**作業題目 A:** 請從資料行中含有「Mark the stainless」的那一行開始抄錄，一直抄到資料行的最後一行，首尾兩行都要包括在內，每行逐字照抄。答案中不要放入圖片。

**所給文本:**
# **01. 如何在自定義數據集上訓練 YOLOv7**

本教程基於 WongKinYiu 的 **YOLOv7 Github存儲庫** [[連結]](https://github.com/WongKinYiu/yolov7) 與**論文** [[連結]](https://arxiv.org/abs/2207.02696)，並由 Chieh-Ming整理為具有詳細步驟的中文訓練方式之教材，並記述了關於**自己的自定義對象**的訓練。

### **本教程中介紹的步驟**

為了訓練我們的物件偵測模型，我們分為以下步驟：

* 安裝 YOLOv7 依賴套件 (Install YOLOv7 dependencies)
* 以 YOLOv7 格式從 Roboflow 加載自定義數據集 (Load custom dataset from Roboflow in YOLOv7 format)
* 運行 YOLOv7 訓練 (Run YOLOv7 training)
* 評估 YOLOv7 性能 (Evaluate YOLOv7 performance)
* 在測試圖像上運行 YOLOv7 預測 (Run YOLOv7 inference on test images)

In [1]:
import torch

tensor = torch.rand(3,4)
print(f"Device tensor is stored on: {tensor.device}")

print(f"CUDA is currently available: {torch.cuda.is_available()}")

tensor = tensor.to('cuda')

print(f"Device tensor is stored on: {tensor.device}")

  from .autonotebook import tqdm as notebook_tqdm


Device tensor is stored on: cpu
CUDA is currently available: True
Device tensor is stored on: cuda:0


# **03. 準備格式正確的自定義數據 (Correctly Formatted Custom Data)**

# **03-1. 連結雲端硬碟中的自定義數據**
* 使用md指令，將資料複製於自己建立資料夾中(`custom_dataset`)，包含train與valid，並使用cp指令複製coco.yaml。
* coco.yaml更名改為data.yaml並修改內容：自定義的類別名稱、類別數量以及train與val的path。
    * `train: ../train/images`
    * `val: ../valid/images`
    * `# number of classes`
    * `nc: 3`
    * `# class names`
    * `names: [ 'none', 'bad', 'good']`

* 建立`getYoloFormat`函數，將xml的標籤資料轉為txt格式。
* 此教程以口罩影像集為例，三個類別分別為none, bad, good。

In [2]:
# 建立資料夾
!md "custom_dataset"
!md "custom_dataset/valid"
!md "custom_dataset/train"
!md "custom_dataset/valid/images"
!md "custom_dataset/train/images"
!md "custom_dataset/valid/labels"
!md "custom_dataset/train/labels"

# 將data.yaml複製至新建立的資料夾中
!copy "data/coco.yaml" "custom_dataset"

子目錄或檔案 custom_dataset 已經存在。
子目錄或檔案 custom_dataset/valid 已經存在。
子目錄或檔案 custom_dataset/train 已經存在。
子目錄或檔案 custom_dataset/valid/images 已經存在。
子目錄或檔案 custom_dataset/train/images 已經存在。
子目錄或檔案 custom_dataset/valid/labels 已經存在。

**作業題目 B:** 把 YOLOv7 訓練教程裡的這句話譯成英文：「此教程以口罩影像集為例，三個類別分別為none, bad, good。」

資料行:
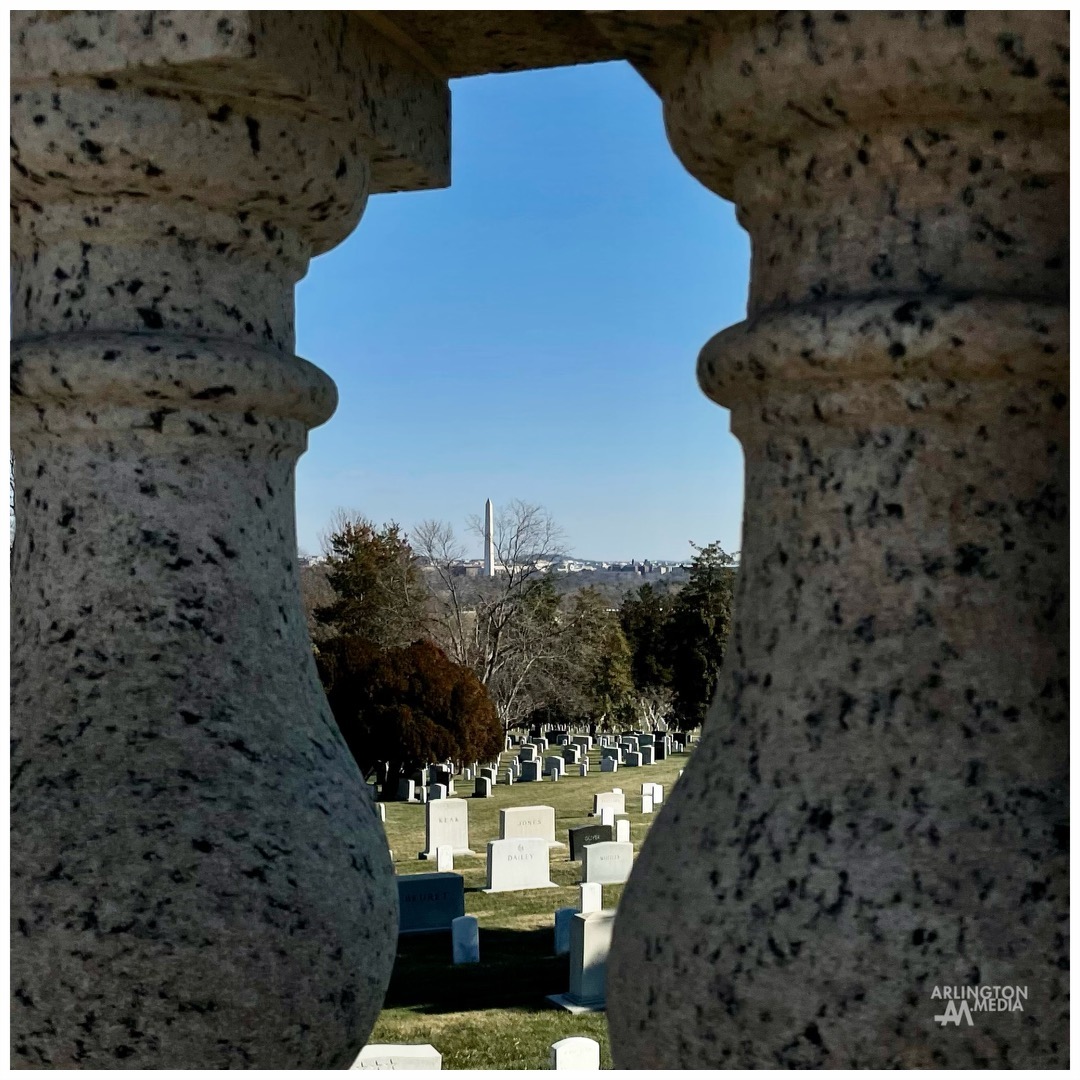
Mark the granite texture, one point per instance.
(879, 802)
(199, 878)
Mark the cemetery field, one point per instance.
(494, 1014)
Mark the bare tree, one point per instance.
(509, 629)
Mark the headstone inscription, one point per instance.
(446, 821)
(513, 865)
(464, 934)
(607, 863)
(394, 1055)
(429, 902)
(578, 1053)
(516, 822)
(584, 835)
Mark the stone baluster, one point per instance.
(878, 806)
(199, 879)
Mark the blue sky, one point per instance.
(531, 332)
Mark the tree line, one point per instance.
(424, 660)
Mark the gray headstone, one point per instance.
(464, 934)
(584, 835)
(428, 902)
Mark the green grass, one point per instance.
(494, 1014)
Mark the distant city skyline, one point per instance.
(531, 332)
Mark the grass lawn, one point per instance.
(493, 1014)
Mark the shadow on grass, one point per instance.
(517, 969)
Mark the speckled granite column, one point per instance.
(879, 801)
(199, 878)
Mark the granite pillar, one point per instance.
(878, 805)
(199, 877)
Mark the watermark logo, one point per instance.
(961, 1001)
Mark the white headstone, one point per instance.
(590, 944)
(608, 862)
(563, 917)
(391, 1055)
(613, 799)
(515, 822)
(576, 1053)
(464, 931)
(446, 822)
(513, 865)
(590, 896)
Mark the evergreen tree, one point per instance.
(379, 592)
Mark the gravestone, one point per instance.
(516, 822)
(393, 1055)
(584, 835)
(429, 902)
(514, 865)
(577, 1053)
(615, 799)
(446, 821)
(590, 944)
(563, 917)
(464, 934)
(590, 896)
(607, 863)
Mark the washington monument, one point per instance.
(488, 539)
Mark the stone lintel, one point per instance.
(400, 107)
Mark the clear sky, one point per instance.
(531, 332)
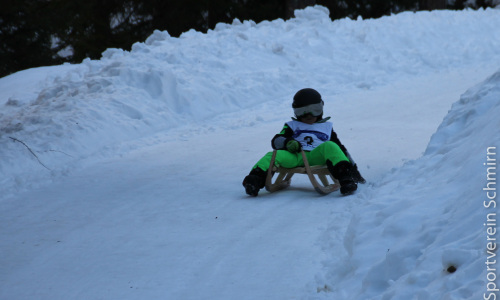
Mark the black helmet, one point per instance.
(308, 101)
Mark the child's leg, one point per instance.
(338, 164)
(257, 177)
(283, 159)
(326, 151)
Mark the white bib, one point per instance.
(310, 136)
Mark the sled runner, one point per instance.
(284, 176)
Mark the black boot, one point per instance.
(255, 181)
(342, 172)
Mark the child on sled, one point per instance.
(313, 134)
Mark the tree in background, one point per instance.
(35, 33)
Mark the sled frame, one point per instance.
(284, 176)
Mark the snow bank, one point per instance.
(431, 214)
(70, 114)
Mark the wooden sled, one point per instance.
(284, 177)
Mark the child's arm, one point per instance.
(335, 139)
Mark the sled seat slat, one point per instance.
(284, 177)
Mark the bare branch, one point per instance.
(29, 149)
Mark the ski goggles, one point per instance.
(313, 109)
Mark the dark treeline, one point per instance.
(46, 32)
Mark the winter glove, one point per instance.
(356, 175)
(293, 146)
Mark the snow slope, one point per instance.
(143, 152)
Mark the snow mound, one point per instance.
(72, 113)
(421, 233)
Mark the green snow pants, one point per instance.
(318, 156)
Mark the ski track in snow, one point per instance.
(146, 202)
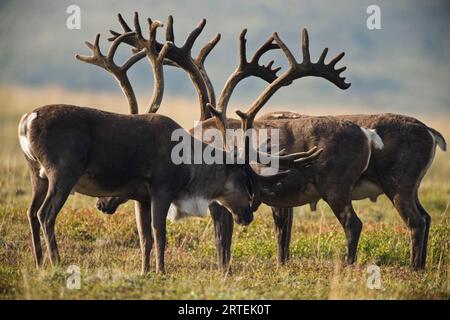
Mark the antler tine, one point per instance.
(244, 70)
(169, 29)
(296, 71)
(200, 63)
(181, 57)
(189, 43)
(157, 61)
(119, 72)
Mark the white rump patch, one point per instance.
(188, 207)
(374, 141)
(374, 138)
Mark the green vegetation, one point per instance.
(107, 251)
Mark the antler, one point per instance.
(154, 51)
(244, 70)
(181, 57)
(119, 72)
(296, 71)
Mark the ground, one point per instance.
(106, 248)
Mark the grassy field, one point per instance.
(106, 247)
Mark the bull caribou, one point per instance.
(96, 153)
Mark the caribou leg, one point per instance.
(144, 227)
(343, 210)
(159, 206)
(223, 232)
(406, 206)
(39, 188)
(59, 188)
(427, 218)
(283, 226)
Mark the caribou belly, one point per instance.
(188, 206)
(366, 189)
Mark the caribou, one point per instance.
(96, 153)
(347, 146)
(395, 170)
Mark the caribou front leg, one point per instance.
(144, 226)
(223, 232)
(282, 218)
(159, 206)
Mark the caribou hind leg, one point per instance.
(427, 218)
(283, 218)
(39, 188)
(223, 232)
(405, 203)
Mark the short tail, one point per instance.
(374, 138)
(24, 127)
(440, 141)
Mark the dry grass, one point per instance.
(107, 251)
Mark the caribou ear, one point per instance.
(273, 179)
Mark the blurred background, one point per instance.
(404, 67)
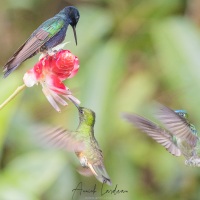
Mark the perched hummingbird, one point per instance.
(83, 143)
(179, 136)
(48, 35)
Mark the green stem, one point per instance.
(12, 96)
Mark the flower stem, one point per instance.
(12, 96)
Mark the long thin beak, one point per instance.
(74, 103)
(74, 30)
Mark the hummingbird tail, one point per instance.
(100, 173)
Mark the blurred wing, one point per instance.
(100, 173)
(32, 45)
(63, 139)
(177, 125)
(156, 132)
(85, 171)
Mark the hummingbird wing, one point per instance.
(63, 139)
(156, 132)
(32, 46)
(100, 173)
(176, 124)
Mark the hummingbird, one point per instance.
(83, 143)
(48, 35)
(178, 135)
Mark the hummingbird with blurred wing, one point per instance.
(179, 136)
(48, 35)
(83, 143)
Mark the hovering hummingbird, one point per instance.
(48, 35)
(179, 136)
(83, 143)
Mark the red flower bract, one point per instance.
(50, 71)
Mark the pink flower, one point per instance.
(50, 72)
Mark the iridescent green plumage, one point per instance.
(179, 136)
(84, 144)
(48, 35)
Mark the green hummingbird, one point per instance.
(178, 135)
(48, 35)
(83, 143)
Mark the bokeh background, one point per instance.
(131, 54)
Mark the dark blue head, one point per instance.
(72, 16)
(182, 113)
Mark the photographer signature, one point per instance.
(80, 190)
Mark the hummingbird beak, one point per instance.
(74, 103)
(74, 30)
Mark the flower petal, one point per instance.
(51, 100)
(58, 98)
(30, 78)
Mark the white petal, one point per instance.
(72, 97)
(29, 79)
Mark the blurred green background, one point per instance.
(131, 53)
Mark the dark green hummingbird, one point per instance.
(178, 135)
(48, 35)
(83, 143)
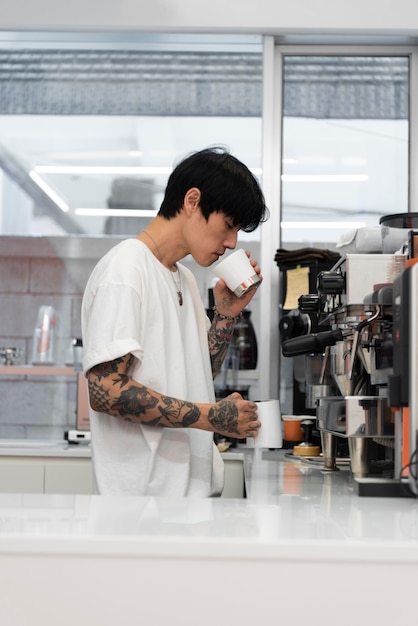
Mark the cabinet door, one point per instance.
(20, 476)
(234, 479)
(68, 476)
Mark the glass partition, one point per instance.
(345, 144)
(91, 128)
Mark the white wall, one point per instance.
(371, 17)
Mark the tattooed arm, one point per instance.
(219, 337)
(113, 391)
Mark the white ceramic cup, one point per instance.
(270, 433)
(238, 273)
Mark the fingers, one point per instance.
(235, 417)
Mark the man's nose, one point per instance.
(231, 241)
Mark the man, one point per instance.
(150, 352)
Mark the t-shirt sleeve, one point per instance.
(111, 325)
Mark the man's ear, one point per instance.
(192, 198)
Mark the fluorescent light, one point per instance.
(110, 169)
(49, 192)
(323, 225)
(325, 178)
(100, 169)
(115, 212)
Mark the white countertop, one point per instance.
(291, 508)
(301, 540)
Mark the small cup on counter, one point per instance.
(292, 430)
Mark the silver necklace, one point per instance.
(177, 286)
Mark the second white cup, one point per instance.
(270, 434)
(238, 273)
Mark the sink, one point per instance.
(37, 444)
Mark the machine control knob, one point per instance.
(330, 283)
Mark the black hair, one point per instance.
(226, 185)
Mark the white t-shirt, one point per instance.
(130, 305)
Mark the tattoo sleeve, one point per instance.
(112, 391)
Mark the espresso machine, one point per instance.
(358, 364)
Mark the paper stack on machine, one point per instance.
(367, 239)
(391, 236)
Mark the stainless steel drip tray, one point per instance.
(34, 444)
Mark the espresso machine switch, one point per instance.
(310, 303)
(313, 343)
(331, 283)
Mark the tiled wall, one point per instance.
(36, 271)
(49, 270)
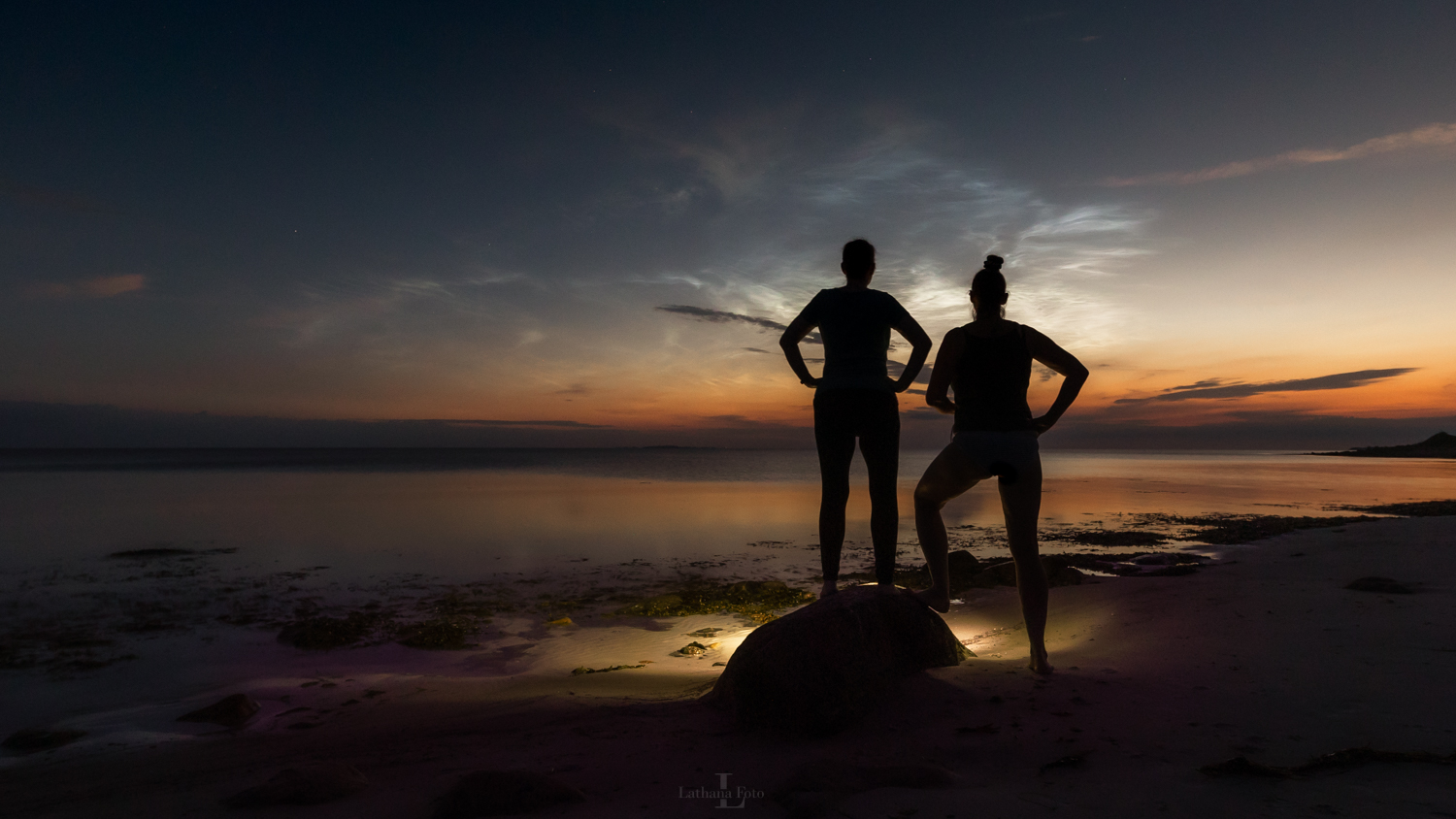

**書面回答 A:**
Mark the stainless steel drip tray, one point per instance.
(34, 444)
Mark the espresso machine switch, one point per instance.
(310, 303)
(313, 343)
(331, 283)
Mark the tiled wall, one point per instance.
(36, 271)
(49, 270)

**書面回答 B:** This tutorial takes a face mask image set as its example, and the three classes are none, bad, and good.